══ Listed entries

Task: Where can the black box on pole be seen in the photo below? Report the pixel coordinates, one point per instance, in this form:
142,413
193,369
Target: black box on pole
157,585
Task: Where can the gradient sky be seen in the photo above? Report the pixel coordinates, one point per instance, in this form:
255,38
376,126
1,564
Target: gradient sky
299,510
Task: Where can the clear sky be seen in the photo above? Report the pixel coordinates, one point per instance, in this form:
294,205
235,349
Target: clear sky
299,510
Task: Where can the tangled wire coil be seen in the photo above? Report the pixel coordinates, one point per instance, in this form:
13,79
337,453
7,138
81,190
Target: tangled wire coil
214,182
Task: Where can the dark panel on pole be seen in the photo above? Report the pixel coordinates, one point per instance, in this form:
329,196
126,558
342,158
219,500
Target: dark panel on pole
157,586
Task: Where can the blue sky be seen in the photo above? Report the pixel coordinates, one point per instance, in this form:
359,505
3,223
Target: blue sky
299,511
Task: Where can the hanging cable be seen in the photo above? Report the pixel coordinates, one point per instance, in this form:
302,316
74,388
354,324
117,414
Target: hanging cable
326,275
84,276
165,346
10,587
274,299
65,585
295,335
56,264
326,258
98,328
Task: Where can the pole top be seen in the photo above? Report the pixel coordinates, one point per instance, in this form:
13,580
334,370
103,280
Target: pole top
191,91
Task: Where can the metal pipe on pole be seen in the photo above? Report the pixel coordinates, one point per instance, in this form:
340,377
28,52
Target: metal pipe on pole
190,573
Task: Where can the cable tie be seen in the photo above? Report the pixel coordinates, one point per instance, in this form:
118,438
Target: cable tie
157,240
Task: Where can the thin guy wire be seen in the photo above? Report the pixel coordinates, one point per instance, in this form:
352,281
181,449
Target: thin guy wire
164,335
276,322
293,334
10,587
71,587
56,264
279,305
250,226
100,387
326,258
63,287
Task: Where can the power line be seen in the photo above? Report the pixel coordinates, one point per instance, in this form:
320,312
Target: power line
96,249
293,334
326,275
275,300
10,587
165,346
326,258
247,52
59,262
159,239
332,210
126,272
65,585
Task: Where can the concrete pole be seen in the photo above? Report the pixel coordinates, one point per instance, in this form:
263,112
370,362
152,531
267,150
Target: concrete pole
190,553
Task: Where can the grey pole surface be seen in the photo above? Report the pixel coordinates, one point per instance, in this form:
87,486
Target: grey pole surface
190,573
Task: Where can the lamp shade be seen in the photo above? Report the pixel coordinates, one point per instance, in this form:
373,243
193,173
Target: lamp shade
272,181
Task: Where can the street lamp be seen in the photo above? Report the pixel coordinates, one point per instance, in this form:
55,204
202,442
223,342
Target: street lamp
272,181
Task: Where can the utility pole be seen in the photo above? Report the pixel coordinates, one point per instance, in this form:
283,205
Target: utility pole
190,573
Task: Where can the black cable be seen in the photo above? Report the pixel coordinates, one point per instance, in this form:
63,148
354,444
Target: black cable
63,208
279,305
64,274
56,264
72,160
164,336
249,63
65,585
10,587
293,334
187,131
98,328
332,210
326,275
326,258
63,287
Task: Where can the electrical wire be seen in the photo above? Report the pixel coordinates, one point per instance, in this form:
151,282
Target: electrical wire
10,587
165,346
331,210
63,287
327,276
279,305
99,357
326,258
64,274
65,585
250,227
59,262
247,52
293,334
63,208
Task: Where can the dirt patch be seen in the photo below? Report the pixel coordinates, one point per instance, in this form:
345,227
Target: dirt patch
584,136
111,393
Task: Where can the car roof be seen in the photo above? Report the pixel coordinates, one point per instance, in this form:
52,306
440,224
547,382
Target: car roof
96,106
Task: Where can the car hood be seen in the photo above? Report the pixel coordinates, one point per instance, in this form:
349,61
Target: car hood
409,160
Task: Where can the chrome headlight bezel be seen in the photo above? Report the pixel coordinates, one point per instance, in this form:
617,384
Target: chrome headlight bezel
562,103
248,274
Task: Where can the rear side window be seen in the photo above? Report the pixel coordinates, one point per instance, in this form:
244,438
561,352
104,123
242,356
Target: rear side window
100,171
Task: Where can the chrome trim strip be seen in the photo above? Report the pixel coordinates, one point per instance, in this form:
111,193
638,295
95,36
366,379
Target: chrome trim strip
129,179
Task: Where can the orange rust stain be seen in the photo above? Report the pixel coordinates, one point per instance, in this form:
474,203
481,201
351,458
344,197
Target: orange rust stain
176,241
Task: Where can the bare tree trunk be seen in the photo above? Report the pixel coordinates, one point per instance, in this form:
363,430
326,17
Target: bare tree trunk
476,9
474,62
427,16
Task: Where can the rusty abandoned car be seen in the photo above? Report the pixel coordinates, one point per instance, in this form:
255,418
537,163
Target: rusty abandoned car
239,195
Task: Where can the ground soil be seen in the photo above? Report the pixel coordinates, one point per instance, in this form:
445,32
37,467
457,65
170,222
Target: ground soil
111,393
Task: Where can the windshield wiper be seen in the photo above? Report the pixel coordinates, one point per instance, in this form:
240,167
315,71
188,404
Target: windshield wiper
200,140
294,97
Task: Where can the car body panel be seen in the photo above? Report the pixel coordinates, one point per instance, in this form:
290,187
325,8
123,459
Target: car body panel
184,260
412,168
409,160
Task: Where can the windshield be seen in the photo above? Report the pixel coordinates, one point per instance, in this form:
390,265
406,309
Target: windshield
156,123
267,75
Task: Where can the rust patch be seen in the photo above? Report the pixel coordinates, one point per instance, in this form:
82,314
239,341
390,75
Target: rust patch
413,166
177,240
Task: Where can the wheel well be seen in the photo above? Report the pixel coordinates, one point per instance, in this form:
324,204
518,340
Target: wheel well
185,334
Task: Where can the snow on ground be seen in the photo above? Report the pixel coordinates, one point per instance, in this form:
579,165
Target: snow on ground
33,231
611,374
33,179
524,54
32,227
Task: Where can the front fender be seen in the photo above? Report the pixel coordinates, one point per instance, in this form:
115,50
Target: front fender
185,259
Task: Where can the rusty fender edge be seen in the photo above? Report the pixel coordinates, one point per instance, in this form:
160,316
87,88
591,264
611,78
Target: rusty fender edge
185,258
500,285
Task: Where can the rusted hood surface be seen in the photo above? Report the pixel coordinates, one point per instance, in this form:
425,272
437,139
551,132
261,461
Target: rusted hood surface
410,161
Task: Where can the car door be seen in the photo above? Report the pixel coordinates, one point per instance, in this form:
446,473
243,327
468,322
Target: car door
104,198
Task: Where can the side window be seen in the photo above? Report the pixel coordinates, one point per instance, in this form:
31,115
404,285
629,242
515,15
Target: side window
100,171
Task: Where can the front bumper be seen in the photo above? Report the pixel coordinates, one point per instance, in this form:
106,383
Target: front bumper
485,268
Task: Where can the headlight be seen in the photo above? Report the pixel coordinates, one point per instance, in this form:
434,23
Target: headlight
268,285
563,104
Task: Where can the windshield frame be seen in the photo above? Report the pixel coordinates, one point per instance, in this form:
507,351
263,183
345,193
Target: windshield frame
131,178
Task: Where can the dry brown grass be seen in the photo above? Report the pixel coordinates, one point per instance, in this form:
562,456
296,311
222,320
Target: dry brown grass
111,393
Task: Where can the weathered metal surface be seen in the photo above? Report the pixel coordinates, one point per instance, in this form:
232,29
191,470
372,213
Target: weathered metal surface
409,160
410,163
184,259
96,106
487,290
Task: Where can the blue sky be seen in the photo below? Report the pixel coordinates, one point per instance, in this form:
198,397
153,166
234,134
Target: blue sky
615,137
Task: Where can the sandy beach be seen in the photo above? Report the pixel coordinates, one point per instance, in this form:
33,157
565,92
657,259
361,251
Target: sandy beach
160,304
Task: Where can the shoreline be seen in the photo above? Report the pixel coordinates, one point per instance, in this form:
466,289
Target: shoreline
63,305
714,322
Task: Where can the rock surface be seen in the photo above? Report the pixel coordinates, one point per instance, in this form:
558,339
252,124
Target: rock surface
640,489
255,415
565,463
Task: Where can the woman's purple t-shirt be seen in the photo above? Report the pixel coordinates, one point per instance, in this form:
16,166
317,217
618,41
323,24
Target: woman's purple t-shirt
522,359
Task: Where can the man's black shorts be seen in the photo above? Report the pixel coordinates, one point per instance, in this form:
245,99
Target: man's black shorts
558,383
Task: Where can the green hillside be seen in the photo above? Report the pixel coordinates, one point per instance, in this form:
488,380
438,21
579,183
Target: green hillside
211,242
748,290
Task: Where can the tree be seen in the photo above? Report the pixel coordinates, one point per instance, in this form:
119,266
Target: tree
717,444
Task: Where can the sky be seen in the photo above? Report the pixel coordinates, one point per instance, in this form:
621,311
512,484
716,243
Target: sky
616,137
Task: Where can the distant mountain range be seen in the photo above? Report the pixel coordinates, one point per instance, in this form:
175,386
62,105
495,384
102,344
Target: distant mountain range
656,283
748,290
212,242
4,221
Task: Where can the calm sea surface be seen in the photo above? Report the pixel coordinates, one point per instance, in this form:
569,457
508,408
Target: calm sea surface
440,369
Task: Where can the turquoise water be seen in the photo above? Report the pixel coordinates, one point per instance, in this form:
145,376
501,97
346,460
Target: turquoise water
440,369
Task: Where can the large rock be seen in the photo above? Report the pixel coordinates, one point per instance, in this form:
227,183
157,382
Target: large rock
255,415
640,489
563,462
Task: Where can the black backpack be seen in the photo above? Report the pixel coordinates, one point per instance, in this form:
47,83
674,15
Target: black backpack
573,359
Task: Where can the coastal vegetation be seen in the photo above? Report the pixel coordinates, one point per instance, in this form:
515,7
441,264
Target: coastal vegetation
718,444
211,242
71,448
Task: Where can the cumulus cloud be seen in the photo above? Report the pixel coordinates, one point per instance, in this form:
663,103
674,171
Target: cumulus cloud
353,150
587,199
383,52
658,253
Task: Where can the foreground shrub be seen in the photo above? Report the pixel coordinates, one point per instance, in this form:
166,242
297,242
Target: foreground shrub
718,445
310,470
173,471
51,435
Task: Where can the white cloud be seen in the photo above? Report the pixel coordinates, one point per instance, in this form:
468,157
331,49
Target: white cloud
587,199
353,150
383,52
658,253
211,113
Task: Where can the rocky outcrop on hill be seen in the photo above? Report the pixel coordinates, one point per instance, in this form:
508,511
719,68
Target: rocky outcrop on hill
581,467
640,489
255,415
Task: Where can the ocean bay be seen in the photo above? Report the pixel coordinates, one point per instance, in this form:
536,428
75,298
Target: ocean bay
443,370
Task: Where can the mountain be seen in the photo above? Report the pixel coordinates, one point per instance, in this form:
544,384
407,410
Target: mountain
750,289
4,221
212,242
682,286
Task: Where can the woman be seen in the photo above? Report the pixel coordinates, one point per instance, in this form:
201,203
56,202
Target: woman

════

Please copy every line of the entries, starting at the line containing "Task: Where can the ocean" and ending at the end of the entries, and scale each pixel coordinate in the answers by 0.7, rounding to whole numbers with halves going up. Leave all other lines and numbers unchanged.

* **Solution to this problem**:
Task: Where can the ocean bay be seen in the photo above? Report the pixel coordinates, one point per instance, in this form:
536,428
75,298
Target: ocean bay
310,259
Task: Where can the mountain be seen in the photo above? Report the pixel coordinates, one point per instance, in this form:
544,384
407,410
Target: mountain
525,202
3,155
148,169
477,200
Task: Where can the woman be seen in the photo above? Report the pixel coordinates, one point per instance, in this form:
201,203
56,202
Target: woman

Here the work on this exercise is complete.